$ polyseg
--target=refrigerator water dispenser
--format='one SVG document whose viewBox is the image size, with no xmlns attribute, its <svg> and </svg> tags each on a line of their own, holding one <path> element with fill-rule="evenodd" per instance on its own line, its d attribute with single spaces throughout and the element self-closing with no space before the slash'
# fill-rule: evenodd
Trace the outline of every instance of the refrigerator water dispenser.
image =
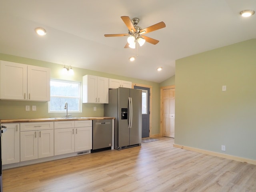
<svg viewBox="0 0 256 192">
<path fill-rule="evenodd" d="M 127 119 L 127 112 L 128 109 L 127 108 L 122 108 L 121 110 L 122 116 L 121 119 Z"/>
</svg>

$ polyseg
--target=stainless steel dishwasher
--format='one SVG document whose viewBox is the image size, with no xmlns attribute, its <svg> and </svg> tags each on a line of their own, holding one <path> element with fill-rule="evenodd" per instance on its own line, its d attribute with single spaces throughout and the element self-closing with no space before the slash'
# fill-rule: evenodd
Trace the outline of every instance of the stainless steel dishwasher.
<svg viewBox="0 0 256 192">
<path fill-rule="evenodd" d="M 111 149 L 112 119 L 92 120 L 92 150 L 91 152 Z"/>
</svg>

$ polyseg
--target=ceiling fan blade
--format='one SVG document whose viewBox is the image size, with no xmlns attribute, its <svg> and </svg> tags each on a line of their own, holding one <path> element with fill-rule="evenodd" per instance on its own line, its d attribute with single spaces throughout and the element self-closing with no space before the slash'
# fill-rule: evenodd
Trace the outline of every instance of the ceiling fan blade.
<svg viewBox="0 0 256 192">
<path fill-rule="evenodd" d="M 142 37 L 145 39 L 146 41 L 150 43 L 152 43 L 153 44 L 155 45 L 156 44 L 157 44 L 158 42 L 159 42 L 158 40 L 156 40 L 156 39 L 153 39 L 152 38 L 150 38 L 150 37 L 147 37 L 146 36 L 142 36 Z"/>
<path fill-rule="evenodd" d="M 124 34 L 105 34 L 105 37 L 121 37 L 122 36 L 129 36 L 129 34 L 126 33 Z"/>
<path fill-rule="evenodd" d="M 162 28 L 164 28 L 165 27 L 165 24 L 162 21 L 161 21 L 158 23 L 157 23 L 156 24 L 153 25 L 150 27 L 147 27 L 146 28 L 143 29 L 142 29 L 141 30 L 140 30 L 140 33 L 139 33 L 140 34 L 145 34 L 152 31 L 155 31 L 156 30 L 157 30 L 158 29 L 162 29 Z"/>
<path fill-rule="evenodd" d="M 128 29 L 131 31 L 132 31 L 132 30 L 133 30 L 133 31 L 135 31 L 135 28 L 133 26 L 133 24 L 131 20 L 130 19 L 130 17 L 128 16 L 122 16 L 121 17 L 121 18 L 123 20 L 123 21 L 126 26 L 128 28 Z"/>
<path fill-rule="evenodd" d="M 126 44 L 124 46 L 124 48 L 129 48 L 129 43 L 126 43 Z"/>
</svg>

Work instructions >> Quote all the lines above exactly as given. Do not include the pictures.

Worked solution >>
$ polyseg
--target=refrigerator water dispenser
--format='one SVG document whose viewBox is the image size, with no xmlns attribute, its <svg> and </svg> tags each on a line of their own, holding one <path> element with fill-rule="evenodd" per instance on its own line, its d attribute with single spaces throughout and the element self-closing with no space before the slash'
# fill-rule: evenodd
Trace the outline of every instance of the refrigerator water dispenser.
image =
<svg viewBox="0 0 256 192">
<path fill-rule="evenodd" d="M 127 119 L 127 112 L 128 109 L 127 108 L 122 108 L 121 110 L 122 116 L 121 119 Z"/>
</svg>

$ polyseg
--target=stainless steel dishwasher
--format='one SVG document whose viewBox is the image size, with no xmlns attribute, its <svg> and </svg> tags each on a line of their own, holding one <path> element with fill-rule="evenodd" per instance on its own line, its d attribute with single spaces throughout and the element self-closing with no space before the slash'
# fill-rule: evenodd
Trace the outline of every instance of the stainless steel dishwasher.
<svg viewBox="0 0 256 192">
<path fill-rule="evenodd" d="M 111 149 L 112 119 L 92 120 L 92 150 L 91 152 Z"/>
</svg>

$ polyseg
--target=ceiling fan blade
--format='one SVG document whose viewBox is the image size, with no xmlns attribute, its <svg> and </svg> tags each on a line of their own, holding one <path> element with fill-rule="evenodd" per instance on its own line, its d attribute with single spaces throughout and the element self-closing with no space before the slash'
# fill-rule: evenodd
Trace the outline of every instance of the ceiling fan blade.
<svg viewBox="0 0 256 192">
<path fill-rule="evenodd" d="M 142 37 L 145 39 L 146 41 L 150 43 L 152 43 L 153 44 L 155 45 L 156 44 L 157 44 L 158 42 L 159 42 L 158 40 L 156 40 L 156 39 L 153 39 L 152 38 L 150 38 L 150 37 L 147 37 L 146 36 L 142 36 Z"/>
<path fill-rule="evenodd" d="M 124 34 L 105 34 L 105 37 L 121 37 L 122 36 L 129 36 L 129 34 L 126 33 Z"/>
<path fill-rule="evenodd" d="M 162 28 L 164 28 L 165 27 L 165 24 L 162 21 L 161 21 L 158 23 L 157 23 L 156 24 L 153 25 L 150 27 L 147 27 L 146 28 L 143 29 L 142 29 L 141 30 L 140 30 L 140 33 L 139 33 L 140 34 L 145 34 L 152 31 L 155 31 L 156 30 L 157 30 L 158 29 L 162 29 Z"/>
<path fill-rule="evenodd" d="M 128 29 L 131 31 L 132 31 L 132 30 L 133 30 L 133 31 L 135 31 L 135 28 L 133 26 L 133 24 L 131 20 L 130 19 L 130 17 L 128 16 L 122 16 L 121 17 L 121 18 L 123 20 L 123 21 L 126 26 L 128 28 Z"/>
<path fill-rule="evenodd" d="M 126 44 L 124 46 L 124 48 L 129 48 L 129 43 L 126 43 Z"/>
</svg>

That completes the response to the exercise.